### To be done
Starting at the line that contains "the white window" and continuing through the last of the lines below, give those lines as a JSON list of strings with one string per line. Omit any blank lines.

## Start Rows

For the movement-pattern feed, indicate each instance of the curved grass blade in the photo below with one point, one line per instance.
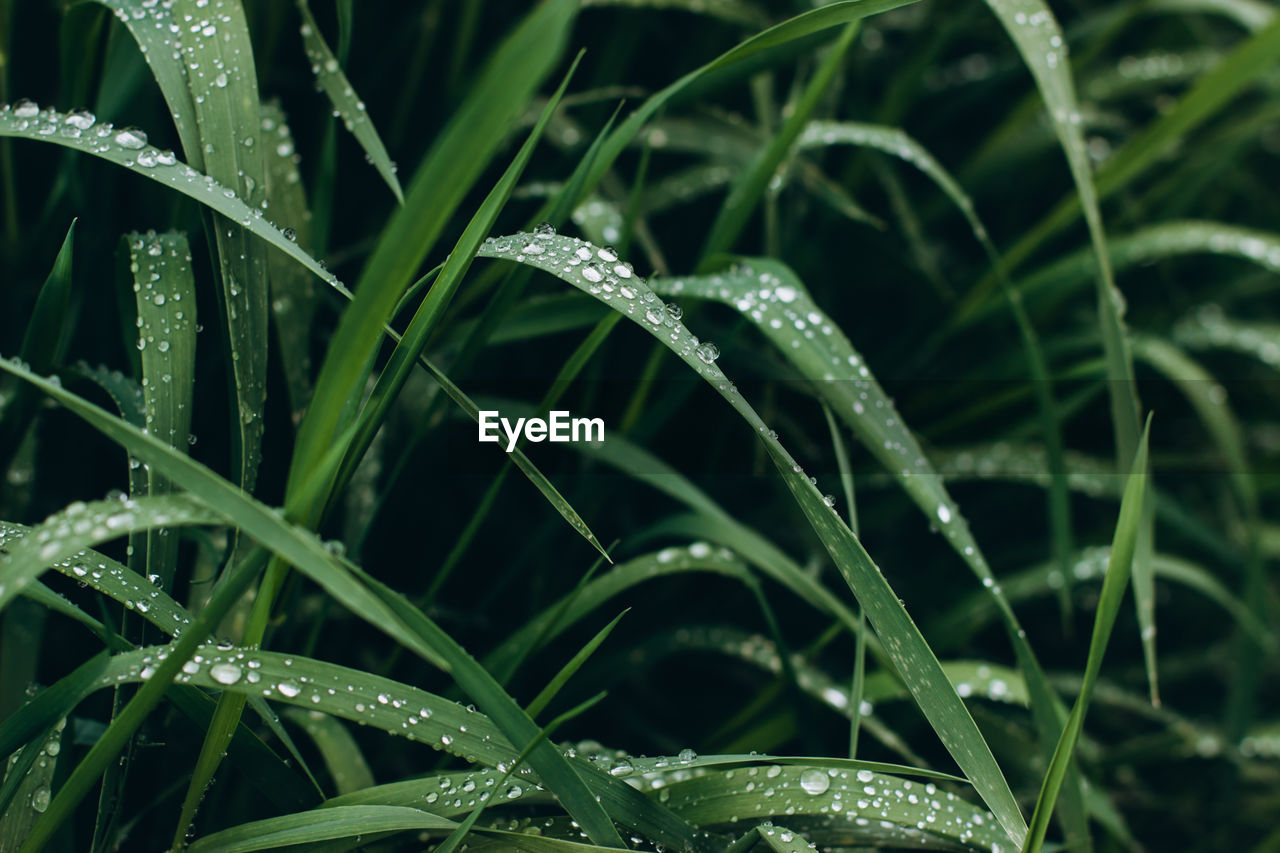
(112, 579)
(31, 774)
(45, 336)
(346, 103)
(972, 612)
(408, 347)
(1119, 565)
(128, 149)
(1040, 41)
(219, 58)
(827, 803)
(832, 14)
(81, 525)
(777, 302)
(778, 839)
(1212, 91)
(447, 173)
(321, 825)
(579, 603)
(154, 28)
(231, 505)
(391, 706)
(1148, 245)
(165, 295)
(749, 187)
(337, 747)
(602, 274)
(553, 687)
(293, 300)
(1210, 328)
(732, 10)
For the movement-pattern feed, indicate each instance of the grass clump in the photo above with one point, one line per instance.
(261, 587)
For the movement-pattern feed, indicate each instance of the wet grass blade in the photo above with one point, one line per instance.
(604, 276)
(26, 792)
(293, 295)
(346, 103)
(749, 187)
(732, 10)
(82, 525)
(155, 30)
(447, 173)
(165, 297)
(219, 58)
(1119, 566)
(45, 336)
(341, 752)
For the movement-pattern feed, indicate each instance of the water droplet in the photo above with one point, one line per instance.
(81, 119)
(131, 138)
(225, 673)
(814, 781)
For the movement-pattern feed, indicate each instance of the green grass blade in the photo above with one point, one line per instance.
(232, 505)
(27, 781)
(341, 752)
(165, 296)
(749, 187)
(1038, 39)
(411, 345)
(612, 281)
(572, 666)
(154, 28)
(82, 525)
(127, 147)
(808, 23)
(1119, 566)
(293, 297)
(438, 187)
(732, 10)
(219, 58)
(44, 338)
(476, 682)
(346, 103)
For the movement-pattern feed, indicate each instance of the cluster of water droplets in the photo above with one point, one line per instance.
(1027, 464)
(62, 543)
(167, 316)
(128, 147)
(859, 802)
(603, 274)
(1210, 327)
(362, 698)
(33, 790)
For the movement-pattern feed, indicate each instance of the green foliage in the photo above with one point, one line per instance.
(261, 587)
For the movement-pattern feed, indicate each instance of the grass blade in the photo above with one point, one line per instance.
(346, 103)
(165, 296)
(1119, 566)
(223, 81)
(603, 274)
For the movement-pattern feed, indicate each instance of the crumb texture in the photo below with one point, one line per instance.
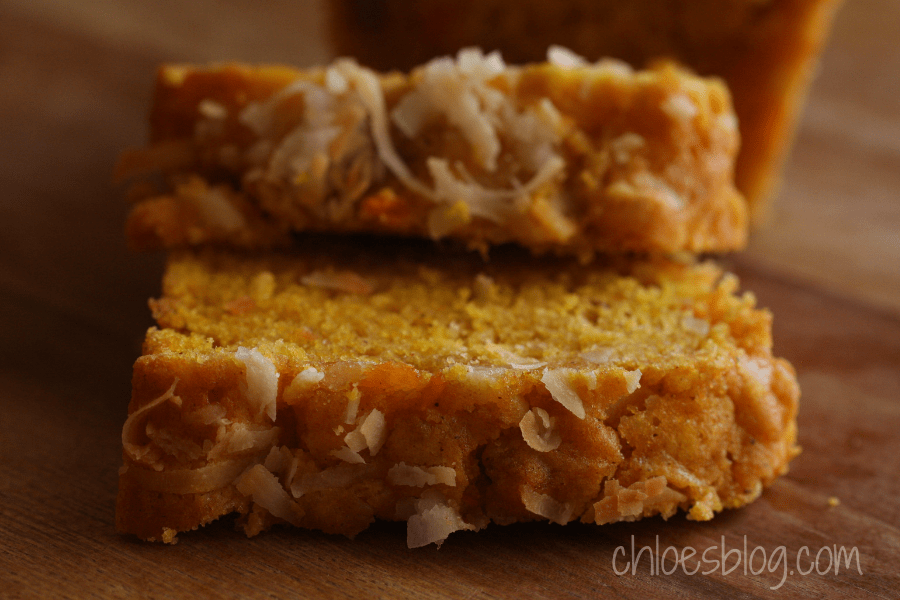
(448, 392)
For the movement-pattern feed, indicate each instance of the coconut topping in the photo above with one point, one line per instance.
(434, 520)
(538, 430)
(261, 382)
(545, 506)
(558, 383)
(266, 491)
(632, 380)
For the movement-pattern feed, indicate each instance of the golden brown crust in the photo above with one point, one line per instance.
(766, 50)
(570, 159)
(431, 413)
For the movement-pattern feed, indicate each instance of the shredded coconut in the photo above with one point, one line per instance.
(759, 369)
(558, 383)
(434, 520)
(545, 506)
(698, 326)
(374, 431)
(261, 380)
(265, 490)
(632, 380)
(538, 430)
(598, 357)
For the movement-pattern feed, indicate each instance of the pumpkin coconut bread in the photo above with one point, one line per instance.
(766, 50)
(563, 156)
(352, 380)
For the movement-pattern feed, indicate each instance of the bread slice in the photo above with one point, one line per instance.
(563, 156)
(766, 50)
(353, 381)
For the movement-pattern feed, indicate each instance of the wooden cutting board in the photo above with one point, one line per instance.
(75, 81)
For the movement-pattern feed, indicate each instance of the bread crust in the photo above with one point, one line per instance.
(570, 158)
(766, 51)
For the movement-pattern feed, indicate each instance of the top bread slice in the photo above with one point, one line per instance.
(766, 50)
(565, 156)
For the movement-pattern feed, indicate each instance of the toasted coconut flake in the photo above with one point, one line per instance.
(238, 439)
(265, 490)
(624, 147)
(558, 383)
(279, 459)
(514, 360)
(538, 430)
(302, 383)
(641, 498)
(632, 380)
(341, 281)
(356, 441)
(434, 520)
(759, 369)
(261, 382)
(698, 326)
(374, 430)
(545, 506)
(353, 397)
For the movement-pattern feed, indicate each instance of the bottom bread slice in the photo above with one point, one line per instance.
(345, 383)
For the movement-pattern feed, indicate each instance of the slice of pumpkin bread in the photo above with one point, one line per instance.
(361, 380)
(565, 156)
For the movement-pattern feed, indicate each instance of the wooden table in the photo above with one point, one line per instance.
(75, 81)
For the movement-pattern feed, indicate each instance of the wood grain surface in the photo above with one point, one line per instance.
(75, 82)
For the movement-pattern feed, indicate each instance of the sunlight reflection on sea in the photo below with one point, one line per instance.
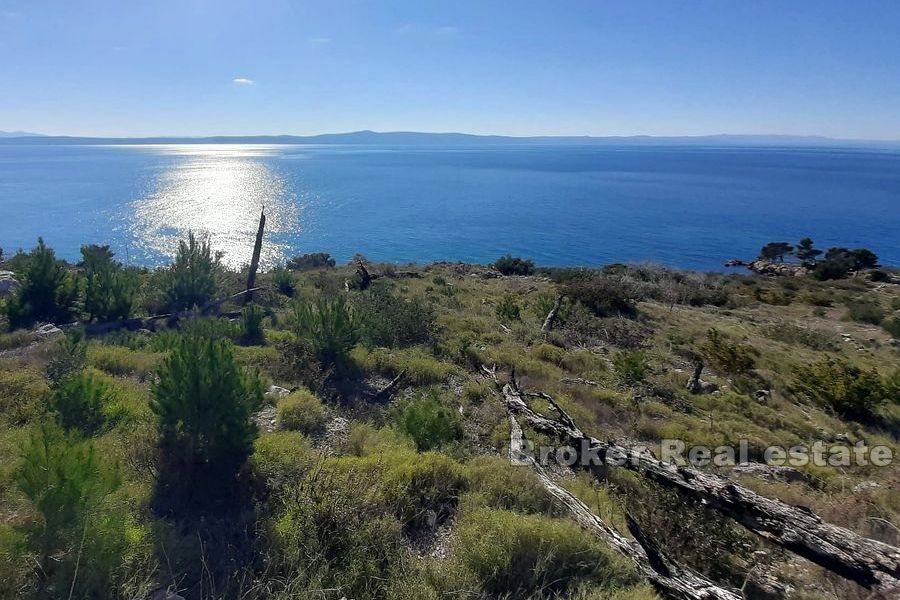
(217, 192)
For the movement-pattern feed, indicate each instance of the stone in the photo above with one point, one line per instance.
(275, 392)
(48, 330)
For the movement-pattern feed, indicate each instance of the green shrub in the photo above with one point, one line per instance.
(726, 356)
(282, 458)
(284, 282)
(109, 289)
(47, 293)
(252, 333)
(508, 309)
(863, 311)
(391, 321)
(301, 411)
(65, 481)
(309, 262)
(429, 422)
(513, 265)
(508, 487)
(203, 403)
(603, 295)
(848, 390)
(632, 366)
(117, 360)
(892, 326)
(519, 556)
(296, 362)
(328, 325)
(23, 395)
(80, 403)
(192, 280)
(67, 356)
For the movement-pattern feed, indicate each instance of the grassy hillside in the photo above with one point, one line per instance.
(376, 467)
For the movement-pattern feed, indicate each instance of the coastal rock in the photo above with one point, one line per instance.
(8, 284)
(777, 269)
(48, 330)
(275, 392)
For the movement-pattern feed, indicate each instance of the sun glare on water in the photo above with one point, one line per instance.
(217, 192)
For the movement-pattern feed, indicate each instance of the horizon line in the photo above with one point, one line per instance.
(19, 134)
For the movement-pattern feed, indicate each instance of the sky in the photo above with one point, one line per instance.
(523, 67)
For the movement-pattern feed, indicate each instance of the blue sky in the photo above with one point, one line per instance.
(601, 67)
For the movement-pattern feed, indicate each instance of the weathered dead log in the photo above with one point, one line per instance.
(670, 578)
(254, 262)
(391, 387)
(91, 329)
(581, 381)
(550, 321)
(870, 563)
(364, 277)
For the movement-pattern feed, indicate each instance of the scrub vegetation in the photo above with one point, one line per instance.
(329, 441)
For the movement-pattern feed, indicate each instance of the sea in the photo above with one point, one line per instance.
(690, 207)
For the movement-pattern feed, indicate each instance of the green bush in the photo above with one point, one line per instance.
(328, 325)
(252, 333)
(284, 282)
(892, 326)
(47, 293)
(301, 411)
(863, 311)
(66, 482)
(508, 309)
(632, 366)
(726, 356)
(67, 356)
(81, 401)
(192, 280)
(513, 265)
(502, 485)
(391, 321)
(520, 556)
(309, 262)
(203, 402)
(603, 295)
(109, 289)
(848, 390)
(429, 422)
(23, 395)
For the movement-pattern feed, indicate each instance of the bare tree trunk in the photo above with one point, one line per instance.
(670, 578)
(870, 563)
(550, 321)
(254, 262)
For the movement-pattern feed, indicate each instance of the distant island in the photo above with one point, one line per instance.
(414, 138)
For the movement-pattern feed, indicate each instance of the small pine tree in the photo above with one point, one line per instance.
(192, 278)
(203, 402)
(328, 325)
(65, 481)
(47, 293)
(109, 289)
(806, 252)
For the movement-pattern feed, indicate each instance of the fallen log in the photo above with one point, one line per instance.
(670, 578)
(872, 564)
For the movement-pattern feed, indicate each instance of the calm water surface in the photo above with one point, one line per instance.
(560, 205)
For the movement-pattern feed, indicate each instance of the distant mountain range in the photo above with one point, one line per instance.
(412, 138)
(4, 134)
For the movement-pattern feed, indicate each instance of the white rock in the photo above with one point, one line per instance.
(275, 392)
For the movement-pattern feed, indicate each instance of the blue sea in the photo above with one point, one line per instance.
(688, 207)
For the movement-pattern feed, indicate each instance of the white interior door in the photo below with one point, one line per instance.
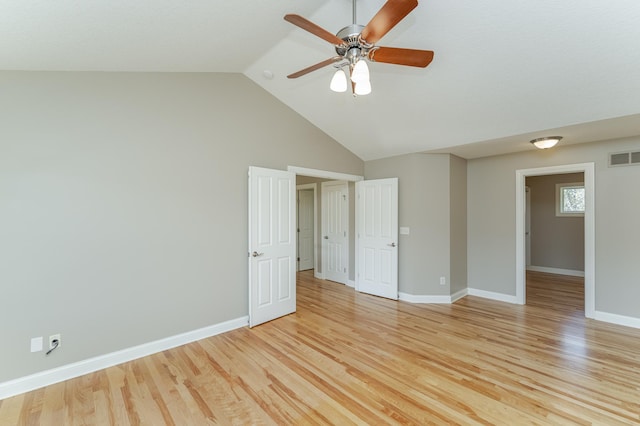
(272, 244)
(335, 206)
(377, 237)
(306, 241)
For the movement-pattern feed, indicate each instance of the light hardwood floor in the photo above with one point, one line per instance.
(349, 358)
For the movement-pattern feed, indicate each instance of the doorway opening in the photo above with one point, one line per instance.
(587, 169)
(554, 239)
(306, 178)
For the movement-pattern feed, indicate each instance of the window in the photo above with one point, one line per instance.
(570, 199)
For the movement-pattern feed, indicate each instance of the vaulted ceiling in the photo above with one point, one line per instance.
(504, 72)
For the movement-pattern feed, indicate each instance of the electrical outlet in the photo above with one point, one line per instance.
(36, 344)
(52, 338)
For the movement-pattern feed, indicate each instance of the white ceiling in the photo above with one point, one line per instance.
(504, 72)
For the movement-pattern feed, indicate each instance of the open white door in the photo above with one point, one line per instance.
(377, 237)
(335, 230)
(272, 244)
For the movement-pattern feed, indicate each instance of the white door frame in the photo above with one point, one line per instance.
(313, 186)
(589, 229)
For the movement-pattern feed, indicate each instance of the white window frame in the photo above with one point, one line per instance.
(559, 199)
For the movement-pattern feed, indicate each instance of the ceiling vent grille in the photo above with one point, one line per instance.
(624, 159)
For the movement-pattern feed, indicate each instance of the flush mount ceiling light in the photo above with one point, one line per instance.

## End Rows

### Solution for this task
[
  "For the movement-pattern feed, indicate each instance of the white window frame in the photo above with one point, one line per instance.",
  "(559, 199)",
  "For the movement-pattern feed, indicate each instance of the ceiling vent grille in the photo above with one point, one line per instance.",
  "(624, 159)",
  "For the movement-pattern feed, indicate each instance of the flush mount ceiling light in the photo above with one point, one line per instance."
]